### How to complete this task
Using the episode summary, explain in one to three sentences why Evans sets out to re-enact a traditional Welsh boar hunt.

### Text provided
| 3 | "Episode 3" | Sydney Lotterby | Roy Clarke | 20 September 1984 |
Evans decides his lack of prosperity is due to a severe lack of tourists. The village's Welsh fanatic, "Home Rule" O'Toole, attempts to woo Rachel and is surprised she has no interest in living with him and his mother in Llandudno. Evans' domestic bliss upsets the elderly priest who is disappointed that a sinner such as Evans is seen to be happy. Evans upsets another bride by tactlessly revealing how little money her father spent on the wedding. Evans plans to attract tourists by re-enacting a traditional welsh boar hunt, despite there being no wild boar left in Wales. Nevertheless he arranges for a busload of tourists to be delivered to the village and even provides a boar (a pig covered with black paint), and dresses his loyal assistant Willie in a traditional hunting costume. Unfortunately Willie's poorly timed visit to the bathroom allows the pig to escape but the tourists are satisfied seeing Willie chase it across the fields.

### Data extracts

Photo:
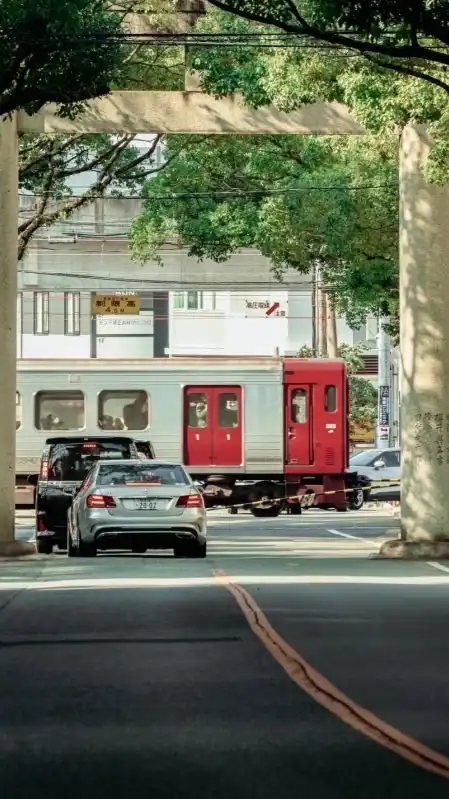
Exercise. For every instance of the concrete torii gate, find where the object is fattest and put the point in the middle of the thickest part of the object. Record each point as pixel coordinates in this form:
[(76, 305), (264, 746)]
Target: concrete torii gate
[(424, 279)]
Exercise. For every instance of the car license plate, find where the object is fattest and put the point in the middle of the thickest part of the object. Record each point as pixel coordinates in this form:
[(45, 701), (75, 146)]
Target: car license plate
[(145, 504)]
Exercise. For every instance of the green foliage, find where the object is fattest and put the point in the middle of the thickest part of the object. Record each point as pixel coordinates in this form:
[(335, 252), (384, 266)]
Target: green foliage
[(362, 394), (298, 200), (384, 91), (52, 51), (46, 164)]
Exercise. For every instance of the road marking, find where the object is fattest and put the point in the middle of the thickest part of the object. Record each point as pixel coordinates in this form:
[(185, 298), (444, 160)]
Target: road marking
[(437, 566), (313, 683), (354, 537)]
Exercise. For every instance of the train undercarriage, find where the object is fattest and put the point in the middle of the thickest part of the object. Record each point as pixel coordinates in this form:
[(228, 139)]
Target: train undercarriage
[(264, 496)]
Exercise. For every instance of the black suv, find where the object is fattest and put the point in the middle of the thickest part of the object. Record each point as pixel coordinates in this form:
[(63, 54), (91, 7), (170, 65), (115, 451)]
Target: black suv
[(65, 463)]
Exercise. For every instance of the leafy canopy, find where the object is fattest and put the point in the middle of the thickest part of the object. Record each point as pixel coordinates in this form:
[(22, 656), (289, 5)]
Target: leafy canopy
[(299, 200), (52, 51), (372, 72)]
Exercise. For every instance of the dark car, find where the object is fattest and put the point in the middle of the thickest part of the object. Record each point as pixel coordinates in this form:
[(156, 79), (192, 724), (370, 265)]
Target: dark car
[(65, 463)]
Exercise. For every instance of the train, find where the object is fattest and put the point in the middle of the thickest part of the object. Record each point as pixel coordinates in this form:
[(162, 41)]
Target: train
[(257, 432)]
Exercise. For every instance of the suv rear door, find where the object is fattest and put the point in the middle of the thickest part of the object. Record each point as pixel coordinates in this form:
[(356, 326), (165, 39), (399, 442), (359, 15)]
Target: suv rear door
[(65, 463)]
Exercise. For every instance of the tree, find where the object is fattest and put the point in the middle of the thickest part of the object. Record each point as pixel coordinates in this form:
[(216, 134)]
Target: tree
[(409, 39), (52, 51), (365, 71), (47, 163), (362, 394), (297, 200)]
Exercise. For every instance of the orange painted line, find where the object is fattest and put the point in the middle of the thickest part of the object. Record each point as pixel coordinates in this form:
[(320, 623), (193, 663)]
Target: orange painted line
[(313, 683)]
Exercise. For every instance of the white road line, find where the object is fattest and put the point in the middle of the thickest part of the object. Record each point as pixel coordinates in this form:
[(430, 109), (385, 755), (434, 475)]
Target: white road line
[(437, 566), (433, 564), (353, 537)]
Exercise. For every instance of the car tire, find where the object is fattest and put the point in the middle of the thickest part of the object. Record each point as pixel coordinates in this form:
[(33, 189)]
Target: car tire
[(357, 501), (87, 549), (72, 551), (44, 546), (197, 551)]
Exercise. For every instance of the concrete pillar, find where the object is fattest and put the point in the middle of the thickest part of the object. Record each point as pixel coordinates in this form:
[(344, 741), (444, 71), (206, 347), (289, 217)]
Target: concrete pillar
[(9, 195), (424, 361)]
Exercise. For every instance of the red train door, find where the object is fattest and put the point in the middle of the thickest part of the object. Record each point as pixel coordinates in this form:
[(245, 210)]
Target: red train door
[(198, 425), (298, 425), (228, 426)]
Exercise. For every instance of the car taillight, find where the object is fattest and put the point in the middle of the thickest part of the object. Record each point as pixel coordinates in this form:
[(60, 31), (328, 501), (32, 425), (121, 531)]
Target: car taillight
[(100, 501), (190, 501)]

### Solution for this problem
Evans decides that his lack of prosperity is caused by a severe lack of tourists. He plans the re-enacted boar hunt as a way to attract tourists to the village.